[WHAT IS NEEDED]
Reproduce all of the data below word for word, but leave the pictures out.
##############################
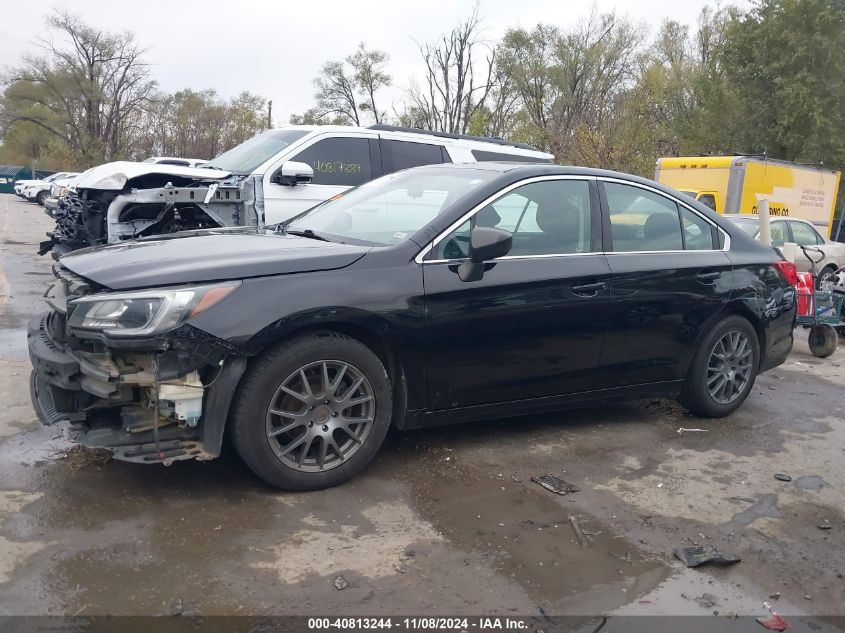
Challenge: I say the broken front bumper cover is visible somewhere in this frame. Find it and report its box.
[27,314,246,464]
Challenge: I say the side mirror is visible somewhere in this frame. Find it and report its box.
[273,160,314,187]
[458,226,513,281]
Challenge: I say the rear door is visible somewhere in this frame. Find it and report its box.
[599,179,732,387]
[422,177,610,410]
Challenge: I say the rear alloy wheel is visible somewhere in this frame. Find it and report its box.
[231,332,392,490]
[681,316,760,417]
[816,266,837,292]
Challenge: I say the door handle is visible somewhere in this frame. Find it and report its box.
[695,268,722,284]
[572,281,607,297]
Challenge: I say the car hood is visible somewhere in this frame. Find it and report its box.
[61,229,371,290]
[73,161,232,191]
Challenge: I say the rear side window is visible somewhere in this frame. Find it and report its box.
[604,182,684,253]
[381,139,451,174]
[291,137,372,187]
[472,149,554,163]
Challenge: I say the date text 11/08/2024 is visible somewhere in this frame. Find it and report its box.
[308,616,528,631]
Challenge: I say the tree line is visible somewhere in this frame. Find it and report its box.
[0,0,845,188]
[0,11,267,169]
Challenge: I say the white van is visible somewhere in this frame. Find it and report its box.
[41,125,554,254]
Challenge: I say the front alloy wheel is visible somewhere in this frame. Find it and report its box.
[230,332,393,490]
[266,360,375,472]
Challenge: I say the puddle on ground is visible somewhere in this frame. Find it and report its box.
[411,466,668,608]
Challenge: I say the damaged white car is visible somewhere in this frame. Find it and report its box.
[39,125,554,257]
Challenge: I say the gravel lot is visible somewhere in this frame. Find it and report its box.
[0,195,845,630]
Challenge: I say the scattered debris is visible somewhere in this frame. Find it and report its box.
[531,473,578,495]
[695,593,719,609]
[170,598,185,615]
[60,444,111,472]
[569,516,590,547]
[757,602,789,631]
[674,545,742,567]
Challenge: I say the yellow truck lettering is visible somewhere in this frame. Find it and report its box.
[655,156,840,234]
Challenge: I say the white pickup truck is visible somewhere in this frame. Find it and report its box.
[39,125,554,255]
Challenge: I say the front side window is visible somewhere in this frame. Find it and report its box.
[604,182,684,253]
[681,207,713,251]
[433,180,591,259]
[772,222,789,246]
[207,130,308,176]
[285,168,497,246]
[291,137,372,187]
[789,222,821,246]
[381,139,449,174]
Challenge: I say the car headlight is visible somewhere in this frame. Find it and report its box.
[68,281,240,336]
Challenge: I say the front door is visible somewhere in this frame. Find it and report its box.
[599,181,732,387]
[423,178,610,410]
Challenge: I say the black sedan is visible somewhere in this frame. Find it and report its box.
[29,163,795,490]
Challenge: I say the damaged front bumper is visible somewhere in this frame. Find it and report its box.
[27,310,246,464]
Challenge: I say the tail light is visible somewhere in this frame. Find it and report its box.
[772,260,798,286]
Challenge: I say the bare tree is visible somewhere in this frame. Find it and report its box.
[314,62,361,125]
[346,42,391,124]
[314,42,390,125]
[406,4,496,134]
[4,11,155,162]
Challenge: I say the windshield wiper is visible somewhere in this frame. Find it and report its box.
[282,229,331,242]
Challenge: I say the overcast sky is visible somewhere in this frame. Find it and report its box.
[0,0,746,125]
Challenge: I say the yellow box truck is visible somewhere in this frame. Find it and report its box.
[654,156,840,235]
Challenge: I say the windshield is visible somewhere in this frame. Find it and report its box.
[285,168,498,246]
[206,130,308,176]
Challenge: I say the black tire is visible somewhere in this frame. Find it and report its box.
[680,315,760,418]
[807,325,839,358]
[816,266,837,290]
[230,332,393,491]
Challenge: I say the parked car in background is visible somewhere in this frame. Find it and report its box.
[15,171,67,198]
[40,125,554,254]
[23,172,79,206]
[28,163,796,490]
[44,172,87,217]
[725,215,845,288]
[141,156,208,167]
##############################
[WRITTEN SOLUTION]
Challenge: I say the broken front bumper cover is visible somewhere in this frame. Find it and report its box.
[27,314,246,464]
Challenge: I say the side mirror is visible somewhere in this frame. Find it and report its box.
[273,160,314,187]
[458,226,513,281]
Challenge: I say the rear door is visible somewhere in this frame. Find it and report its box.
[599,179,732,387]
[422,177,610,410]
Challenge: I say the rear alloy wheel is visible somewhere in this frame. Find it and report its box.
[231,332,392,490]
[681,316,760,417]
[816,266,837,292]
Challenge: I say the door handle is visible somewhere in this frame. Find it and report its box.
[695,268,722,284]
[572,281,607,297]
Challenge: I say the car hood is visible somewhere in this frame. Find it and report its box.
[61,229,371,290]
[73,161,232,191]
Challenge: I say the rear side window is visible somewhere in this frame. Find it and report its box.
[604,182,684,253]
[381,139,451,174]
[291,137,372,187]
[472,149,554,163]
Challenge: I say the date text 11/08/2024 is visible somewhere in this frame. Find it and report its box.
[308,616,528,631]
Challenge: I say the tree line is visible somewhere in this frame. Find it and report its box.
[0,0,845,188]
[0,11,267,169]
Challenge: I say the white van is visible somewhere in this frame. Find it and report its box.
[41,125,554,254]
Challenge: I say the front alloy wheel is visible somewhere in this frame. Find it and report its box.
[230,332,393,490]
[266,360,375,472]
Challenge: I say the puddle on ground is visible somewhere in this frame. Find it and report its box.
[411,466,668,608]
Challenge: I say the damaged white car is visible somewhere in this frame. Find it and report its box.
[39,125,554,257]
Challenge: I say the gravel lot is visible somewhere in this frame. Find it and report its box.
[0,195,845,630]
Challenge: I say the scattered debris is visible somewhere in this frame. Find it and report its box.
[531,473,578,495]
[695,593,719,609]
[170,598,185,615]
[60,444,111,472]
[569,516,590,547]
[757,602,789,631]
[674,545,742,567]
Challenge: I say the yellow truck lettering is visible somewhere in this frame. Find it and report its box.
[655,156,840,234]
Challenge: I say the white pickup truck is visible somewhere in this frame. Find it and report its box.
[39,125,554,255]
Challenge: I say the front side window is visible somewhere in this frame. Find it and report its box.
[604,182,684,253]
[681,207,713,251]
[433,180,591,259]
[772,222,789,246]
[207,130,308,176]
[285,168,497,246]
[291,137,372,187]
[789,222,821,246]
[381,139,449,174]
Challenge: I say the car headlight is visible somewhere in this frame. Find it and report its box.
[68,281,240,336]
Challenge: I say the front door is visible somewhere in this frame. Find it and report its box.
[599,181,732,387]
[423,178,610,410]
Challenge: I say the black sedan is visible somewhere in this frame. Find it and report its box.
[29,163,795,490]
Challenge: I say the damaged front bumper is visible somewhere in this frame. Find it and report its box.
[27,310,246,464]
Challenge: I say the tail light is visible somewhere in this frame. Find it and report its box.
[772,260,798,286]
Challenge: I say the bare tree is visible somewhere in this frame. Find it and report its box.
[314,62,361,125]
[346,42,391,124]
[314,42,390,125]
[406,4,496,134]
[4,11,155,162]
Challenge: I say the windshield wiper is visible somewhere in this frame. Find it and report its box.
[282,229,331,242]
Challenge: I say the overcast sky is visible somewhere in this frame. Find it and report its box.
[0,0,746,125]
Challenge: I say the yellow box truck is visible somewhere in this frame. Find it and report its box.
[654,156,840,235]
Challenge: I say the windshield is visible somewhere in this frame. Find it and report its box.
[285,168,498,246]
[206,130,308,176]
Challenge: I say the black tire is visible somewhere in this frame. Find it and report its box.
[680,315,760,418]
[807,325,839,358]
[816,266,837,290]
[230,332,393,491]
Challenge: I say the parked car in background is visible somewhere in this frame. Find it and report its box.
[15,171,67,198]
[40,125,554,254]
[23,172,79,206]
[28,163,796,490]
[44,172,87,217]
[725,215,845,288]
[141,156,208,167]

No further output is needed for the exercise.